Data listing
▽
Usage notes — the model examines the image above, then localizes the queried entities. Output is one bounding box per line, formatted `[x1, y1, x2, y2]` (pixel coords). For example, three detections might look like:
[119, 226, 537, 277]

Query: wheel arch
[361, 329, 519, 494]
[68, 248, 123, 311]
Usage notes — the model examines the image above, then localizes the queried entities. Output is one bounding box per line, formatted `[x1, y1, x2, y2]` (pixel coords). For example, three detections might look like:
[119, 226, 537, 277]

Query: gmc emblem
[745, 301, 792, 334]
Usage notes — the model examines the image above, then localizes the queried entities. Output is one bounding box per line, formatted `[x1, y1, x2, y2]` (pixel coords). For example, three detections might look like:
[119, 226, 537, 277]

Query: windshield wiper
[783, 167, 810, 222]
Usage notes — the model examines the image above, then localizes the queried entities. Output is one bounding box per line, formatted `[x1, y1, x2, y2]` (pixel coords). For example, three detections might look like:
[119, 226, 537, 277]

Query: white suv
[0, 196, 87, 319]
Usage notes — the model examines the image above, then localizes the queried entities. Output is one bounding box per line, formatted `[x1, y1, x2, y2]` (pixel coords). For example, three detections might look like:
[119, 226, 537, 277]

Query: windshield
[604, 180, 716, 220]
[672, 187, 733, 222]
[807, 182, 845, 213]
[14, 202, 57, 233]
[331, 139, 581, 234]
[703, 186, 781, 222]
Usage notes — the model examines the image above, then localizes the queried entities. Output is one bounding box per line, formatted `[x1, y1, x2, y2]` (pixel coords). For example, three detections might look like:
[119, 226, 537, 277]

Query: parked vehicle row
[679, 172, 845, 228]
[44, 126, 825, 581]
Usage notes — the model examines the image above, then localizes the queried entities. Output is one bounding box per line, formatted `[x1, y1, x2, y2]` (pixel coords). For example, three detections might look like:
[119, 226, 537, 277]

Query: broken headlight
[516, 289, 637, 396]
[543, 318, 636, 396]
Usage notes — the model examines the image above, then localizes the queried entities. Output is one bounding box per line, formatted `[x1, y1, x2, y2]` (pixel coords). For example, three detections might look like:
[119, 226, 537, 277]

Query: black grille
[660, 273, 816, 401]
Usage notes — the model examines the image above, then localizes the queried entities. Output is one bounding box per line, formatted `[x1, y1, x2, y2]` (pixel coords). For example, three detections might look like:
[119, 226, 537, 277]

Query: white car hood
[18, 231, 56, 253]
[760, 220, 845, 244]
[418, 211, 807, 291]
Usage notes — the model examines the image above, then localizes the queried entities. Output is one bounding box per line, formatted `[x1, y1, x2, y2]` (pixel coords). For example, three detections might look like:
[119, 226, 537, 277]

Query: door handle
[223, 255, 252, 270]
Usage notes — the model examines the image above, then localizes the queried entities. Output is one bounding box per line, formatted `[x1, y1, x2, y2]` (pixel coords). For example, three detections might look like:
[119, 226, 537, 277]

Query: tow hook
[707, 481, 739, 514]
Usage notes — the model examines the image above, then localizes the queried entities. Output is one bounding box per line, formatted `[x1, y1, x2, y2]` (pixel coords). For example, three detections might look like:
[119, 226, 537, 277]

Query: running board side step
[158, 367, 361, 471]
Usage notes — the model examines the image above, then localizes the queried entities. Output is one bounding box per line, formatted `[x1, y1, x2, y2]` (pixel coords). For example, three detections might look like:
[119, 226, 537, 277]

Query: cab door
△
## [STATED EXERCISE]
Exactly reproduce all of the entries.

## [EXERCISE SOLUTION]
Usage notes — the model examines the image above, then localizes the queried entities. Output is one bounding box per line, formatted `[x1, y1, x2, y2]` (pixel coords). For example, three detections might look like:
[119, 226, 537, 277]

Query: wheel arch
[361, 329, 519, 494]
[68, 248, 123, 311]
Usage notes — the model examines the image above, then localizes the queried entities. Output is one bounding box per line, formatted `[x1, y1, x2, y2]` (pixel coords). For example, three detections might look like:
[119, 226, 537, 277]

Query: gmc emblem
[745, 301, 792, 334]
Usage notes — the model examines the image above, then localizes the queried entities. Output is one bounding box per line, formatted `[x1, y1, x2, y2]` (pixel coords). For example, three detections might look like:
[119, 226, 537, 277]

Query: windshield wiper
[783, 167, 810, 222]
Usage notes — the model examines the image above, then localizes the queried entities. Output is one bounding box per line, formatted `[x1, y1, x2, y2]` (pixel coords). For example, three detections might look like:
[119, 226, 537, 277]

Query: white suv
[0, 196, 87, 319]
Usage notes — the model examines the image above, then localizes the queried entities. Output is one bounding box per line, formatted `[x1, y1, x2, y2]` (pixel coords). For example, three detections might look like:
[119, 226, 537, 277]

Query: windshield
[604, 180, 716, 220]
[672, 187, 733, 222]
[807, 182, 845, 213]
[14, 202, 57, 233]
[331, 139, 581, 234]
[703, 186, 781, 222]
Usage notes — the model examines the image above, then localizes the queried entities. Output is one bounding box per line, formatted `[x1, y1, x2, y2]` (pixel coords). For example, three detections might look like:
[119, 226, 537, 277]

Query: parked vehicle row
[679, 172, 845, 228]
[44, 126, 825, 581]
Usage notes — the model examines the image above, then localizes the queried entities. Output is one bounding box per line, formatted `[x1, y1, x2, y2]` (pixel coords). For example, three detections might look like:
[119, 226, 537, 277]

Query: broken headlight
[516, 289, 637, 396]
[543, 318, 636, 396]
Usage notes — the model examines the image above, then localizes the queried entities. Output is one bounding box per line, formatted `[x1, y1, x2, y2]` (pixel coords). For example, three detections might look like:
[119, 226, 537, 277]

Query: black grille
[660, 273, 816, 401]
Usage notes — the model examines the image above, then localizes the queried entities. Output is one bounding box per line, formatted `[x1, y1, x2, y2]` (pixel coords). For example, three detections might look like:
[119, 226, 537, 277]

Query: white car hood
[18, 231, 56, 253]
[760, 220, 845, 244]
[418, 211, 807, 291]
Usage notes — the model examines the image above, then localizes the queried entities. Output is one bounding box per line, formatted `[x1, y1, x2, y2]` (pixel coords). For example, three detections might look like:
[119, 226, 537, 277]

Query: door handle
[223, 255, 252, 270]
Usage notes — the model examines the image above, then localizes the queried entities. Output is one bounding box per line, formatted `[x1, y1, x2, y2]` (pixel coords). For example, three detections might look like:
[119, 226, 537, 277]

Query: tow hook
[707, 481, 739, 514]
Usage notes — the model examines the image above, then localizes the queried entities. Output is one bounding box per line, formatted `[x1, y1, x2, y2]` (pixel coords). For example, three detections might look like:
[119, 226, 537, 277]

Query: running board side step
[158, 367, 361, 471]
Usage notes — the model examines the image above, then localizes the queried entities. Output is one bounding box per line, formatted `[x1, y1, x2, y2]` (pixel coords). For example, three detections might look like:
[119, 226, 537, 277]

Query: cab door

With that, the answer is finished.